**WRITTEN EXERCISE**
Copy the entries below, replacing each "one marker per instance" with "one point per instance" and leaving everything else unchanged.

>>>

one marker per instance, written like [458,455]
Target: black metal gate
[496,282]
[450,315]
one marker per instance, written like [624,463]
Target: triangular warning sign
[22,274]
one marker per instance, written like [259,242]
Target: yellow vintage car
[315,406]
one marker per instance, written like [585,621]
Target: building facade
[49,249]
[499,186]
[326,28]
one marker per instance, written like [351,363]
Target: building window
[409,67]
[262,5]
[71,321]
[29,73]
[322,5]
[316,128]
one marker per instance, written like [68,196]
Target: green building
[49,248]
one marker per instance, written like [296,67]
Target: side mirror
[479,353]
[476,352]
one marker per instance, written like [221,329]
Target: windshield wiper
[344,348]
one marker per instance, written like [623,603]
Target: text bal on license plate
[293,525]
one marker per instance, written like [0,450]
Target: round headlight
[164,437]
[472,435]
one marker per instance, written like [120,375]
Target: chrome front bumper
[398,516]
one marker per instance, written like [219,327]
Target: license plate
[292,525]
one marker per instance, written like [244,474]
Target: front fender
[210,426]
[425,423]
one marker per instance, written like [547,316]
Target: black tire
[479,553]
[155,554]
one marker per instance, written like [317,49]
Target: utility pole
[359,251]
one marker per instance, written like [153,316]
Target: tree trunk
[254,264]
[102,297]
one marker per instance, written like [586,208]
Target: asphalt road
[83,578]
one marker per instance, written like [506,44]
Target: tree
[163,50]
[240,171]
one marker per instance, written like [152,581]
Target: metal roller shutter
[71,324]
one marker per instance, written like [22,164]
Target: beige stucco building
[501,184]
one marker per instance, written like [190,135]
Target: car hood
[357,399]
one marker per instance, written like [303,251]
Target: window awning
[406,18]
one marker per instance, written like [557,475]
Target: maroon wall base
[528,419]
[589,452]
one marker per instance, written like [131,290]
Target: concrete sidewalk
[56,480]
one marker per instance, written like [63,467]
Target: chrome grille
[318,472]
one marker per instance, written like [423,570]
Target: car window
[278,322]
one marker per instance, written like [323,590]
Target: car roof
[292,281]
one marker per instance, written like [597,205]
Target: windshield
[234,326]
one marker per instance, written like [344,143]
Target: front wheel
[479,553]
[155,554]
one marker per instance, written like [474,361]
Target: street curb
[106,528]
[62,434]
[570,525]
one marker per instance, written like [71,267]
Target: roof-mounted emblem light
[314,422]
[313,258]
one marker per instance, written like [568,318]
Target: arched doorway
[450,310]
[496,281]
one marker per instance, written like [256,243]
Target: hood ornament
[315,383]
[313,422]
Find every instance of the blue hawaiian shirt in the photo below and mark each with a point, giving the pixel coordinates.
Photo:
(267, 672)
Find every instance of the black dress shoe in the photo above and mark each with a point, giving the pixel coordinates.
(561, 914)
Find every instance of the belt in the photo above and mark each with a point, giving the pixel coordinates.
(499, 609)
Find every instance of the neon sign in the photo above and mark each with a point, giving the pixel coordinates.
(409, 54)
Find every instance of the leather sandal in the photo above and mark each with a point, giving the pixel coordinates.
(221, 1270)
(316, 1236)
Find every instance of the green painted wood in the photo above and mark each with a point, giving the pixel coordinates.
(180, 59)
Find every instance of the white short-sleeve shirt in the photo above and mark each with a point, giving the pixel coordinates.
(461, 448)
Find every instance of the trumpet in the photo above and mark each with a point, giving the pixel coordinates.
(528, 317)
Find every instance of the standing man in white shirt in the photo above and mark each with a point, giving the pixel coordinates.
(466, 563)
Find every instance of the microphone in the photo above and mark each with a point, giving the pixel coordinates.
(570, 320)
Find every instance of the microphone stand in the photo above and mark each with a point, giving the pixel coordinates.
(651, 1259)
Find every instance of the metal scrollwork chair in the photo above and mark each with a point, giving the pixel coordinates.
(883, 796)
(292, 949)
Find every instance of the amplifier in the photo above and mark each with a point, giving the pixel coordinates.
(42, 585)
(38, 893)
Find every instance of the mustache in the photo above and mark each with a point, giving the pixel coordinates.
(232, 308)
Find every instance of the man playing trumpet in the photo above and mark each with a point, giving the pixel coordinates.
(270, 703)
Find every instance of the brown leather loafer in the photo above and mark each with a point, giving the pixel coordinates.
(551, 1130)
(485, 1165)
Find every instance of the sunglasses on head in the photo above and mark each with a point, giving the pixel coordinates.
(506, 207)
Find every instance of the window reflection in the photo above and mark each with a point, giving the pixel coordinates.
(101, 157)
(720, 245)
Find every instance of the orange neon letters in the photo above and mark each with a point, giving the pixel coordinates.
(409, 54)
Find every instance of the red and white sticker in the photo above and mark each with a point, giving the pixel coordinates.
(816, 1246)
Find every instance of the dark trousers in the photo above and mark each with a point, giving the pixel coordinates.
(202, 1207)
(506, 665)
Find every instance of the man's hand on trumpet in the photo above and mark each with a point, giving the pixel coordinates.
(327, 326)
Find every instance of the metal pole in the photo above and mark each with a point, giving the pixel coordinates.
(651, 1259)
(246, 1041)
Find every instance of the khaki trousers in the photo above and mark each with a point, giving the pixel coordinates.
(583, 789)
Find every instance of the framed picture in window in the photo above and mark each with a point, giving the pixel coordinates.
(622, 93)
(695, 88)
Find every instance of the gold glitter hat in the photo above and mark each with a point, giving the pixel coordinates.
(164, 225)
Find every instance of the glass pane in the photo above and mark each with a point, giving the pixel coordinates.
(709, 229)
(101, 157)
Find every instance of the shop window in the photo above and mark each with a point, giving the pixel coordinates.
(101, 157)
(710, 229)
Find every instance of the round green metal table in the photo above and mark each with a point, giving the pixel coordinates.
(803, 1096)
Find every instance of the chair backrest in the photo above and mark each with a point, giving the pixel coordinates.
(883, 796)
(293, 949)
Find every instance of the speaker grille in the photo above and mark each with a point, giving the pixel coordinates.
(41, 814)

<<<

**THE SOLUTION**
one point per instance, written like [458,455]
Target: black metal gate
[496,282]
[450,315]
one point per instance, written like [624,463]
Target: triangular warning sign
[22,274]
one point per instance, written like [259,242]
Target: yellow vintage car
[315,406]
one point per instance, written like [585,621]
Target: building facade
[49,249]
[499,186]
[326,28]
one point per instance, written like [351,363]
Target: building window
[409,67]
[262,5]
[71,321]
[29,73]
[322,5]
[316,128]
one point per instance, written like [68,196]
Target: green building
[49,248]
one point per instance, written like [296,67]
Target: side mirror
[479,353]
[476,352]
one point per instance, written like [221,329]
Target: windshield wiper
[344,348]
one point per instance, written like [623,603]
Target: text bal on license plate
[293,525]
one point per instance, written like [0,450]
Target: round headlight
[164,437]
[472,435]
one point per instance, written like [120,375]
Target: chrome front bumper
[398,516]
one point per instance, written like [219,327]
Target: license plate
[292,525]
one point per instance, written like [244,474]
Target: front fender
[210,426]
[425,423]
one point per instance, written like [547,316]
Target: black tire
[479,553]
[155,554]
one point per instance, written like [317,49]
Target: utility pole
[359,251]
one point per instance, written like [153,316]
Target: tree trunk
[254,264]
[102,297]
one point per instance, written like [586,208]
Target: asphalt road
[83,578]
one point per instance, written like [506,44]
Target: tree
[163,50]
[240,171]
one point per instance, written like [152,581]
Target: metal roller shutter
[71,324]
one point per instance, written like [22,164]
Target: beige stucco building
[501,184]
one point per instance, written like [190,135]
Target: car hood
[357,399]
one point per instance, written like [303,251]
Target: window awning
[406,18]
one point per instance, written like [557,475]
Target: maroon wall base
[528,419]
[589,452]
one point per instance, written like [131,290]
Target: concrete sidewalk
[56,480]
one point per instance, written like [63,467]
Target: chrome grille
[318,472]
one point per instance, written like [423,570]
Target: car window
[278,322]
one point per instance, written like [323,590]
Target: car roof
[292,281]
one point per instance, written like [597,205]
Target: windshield
[234,326]
one point per instance, written like [344,143]
Target: front wheel
[479,553]
[155,554]
one point per instance, written like [474,361]
Target: street curb
[106,528]
[62,434]
[570,525]
one point per instance, written like [71,267]
Target: roof-mounted emblem light
[314,422]
[313,258]
one point per instance, written like [568,318]
Target: arched doorway
[450,310]
[496,281]
one point per instance, written like [256,243]
Target: hood ornament
[315,383]
[313,422]
Find every instance of the blue hawaiian shirt in the photo below and mark each with a point, giving the pixel coordinates.
Photo:
(267, 672)
Find every instance of the black dress shoe in the photo above and mark each with a point, giving the pixel coordinates.
(561, 914)
Find every instance of the belt in the photo above and mark each with a point, giving the pixel coordinates.
(499, 609)
Find every instance of the neon sign in the photo above and mark each with a point, giving the pixel coordinates.
(409, 54)
Find every instance of the leather sandal in the photo above and mark each with a point, giving the pixel coordinates.
(221, 1270)
(316, 1236)
Find every instance of the green painted wood in the photo above and mark each with a point, giving the pixel coordinates.
(180, 59)
Find every instance of the white short-sleeve shirt in the photo above and mark each with a point, giving the pixel coordinates.
(461, 448)
Find every instance of the trumpet in the photo above and mark each with a point, giving the pixel coordinates.
(528, 317)
Find every instance of the standing man in white shirt in the photo above and mark each with a point, giving the pixel coordinates.
(466, 563)
Find every instance of the microphone in the photo above and mark each with a point, giving the pixel coordinates.
(570, 320)
Find every instance of the microphone stand in the photo above and mark each with a point, giving the pixel coordinates.
(651, 1259)
Find every instance of the metal scrollwork chair in the photo above and mark each with a point, giving the pixel coordinates.
(883, 796)
(292, 949)
Find every instance of the amplifier in the photo above and mark each with a point, giving the pixel coordinates.
(42, 585)
(38, 893)
Find every instance of the mustache in the photo above and mark each with a point, giving the pixel coordinates.
(232, 308)
Find every instance of the man playing trumpet in the photo above and mark each with a point, giving the pixel coordinates.
(270, 703)
Find every instance of the brown leather loafer in the photo above and mark each with a point, giving the pixel coordinates.
(551, 1130)
(485, 1165)
Find every instance of the sunglasses on head in the photo above and mark each with a point, giving the pixel coordinates.
(506, 207)
Find every instance of the window reflection in the photo above and mark each with a point, giving the pixel coordinates.
(101, 157)
(720, 245)
Find every instance of the orange neon letters in the photo above and mark each with a point, giving the pixel coordinates.
(409, 54)
Find every instance of the red and white sticker in the photo above and mark each with a point, giving the pixel coordinates.
(816, 1246)
Find every instance of the dark trousers in the photo above and mark each with a point, giving the pixel coordinates.
(202, 1207)
(506, 665)
Find every instance of the man's hand on trumpet in the photo above and mark each with a point, giving the pixel coordinates.
(327, 326)
Find every instance of the metal pole in the photo above and mark each with a point, giving the pixel coordinates.
(651, 1259)
(246, 1041)
Find every instance of the khaki trousers in the photo above and mark each with a point, giving the pixel coordinates.
(583, 789)
Find every instance of the framed picture in window in the photo above and mark each with a point, giving the pixel coordinates.
(622, 93)
(695, 88)
Find every instance of the gold glitter hat in the photo above and mark each with a point, giving the pixel coordinates.
(164, 225)
Find every instance of the glass pane in the photo above and mark each with a point, giving the pixel coordinates.
(709, 229)
(101, 157)
Find every instance of the shop window in the photo above and mark each with a point, giving the pixel coordinates.
(101, 157)
(710, 229)
Find every instance of the round green metal table in the photo above and mark each with a point, giving the pixel coordinates.
(803, 1096)
Find every instance of the chair backrest in the photo above and mark each with a point, giving the pixel coordinates.
(883, 796)
(293, 949)
Find every instance of the speaker grille in the photo above and mark each with a point, giving the pixel coordinates.
(41, 814)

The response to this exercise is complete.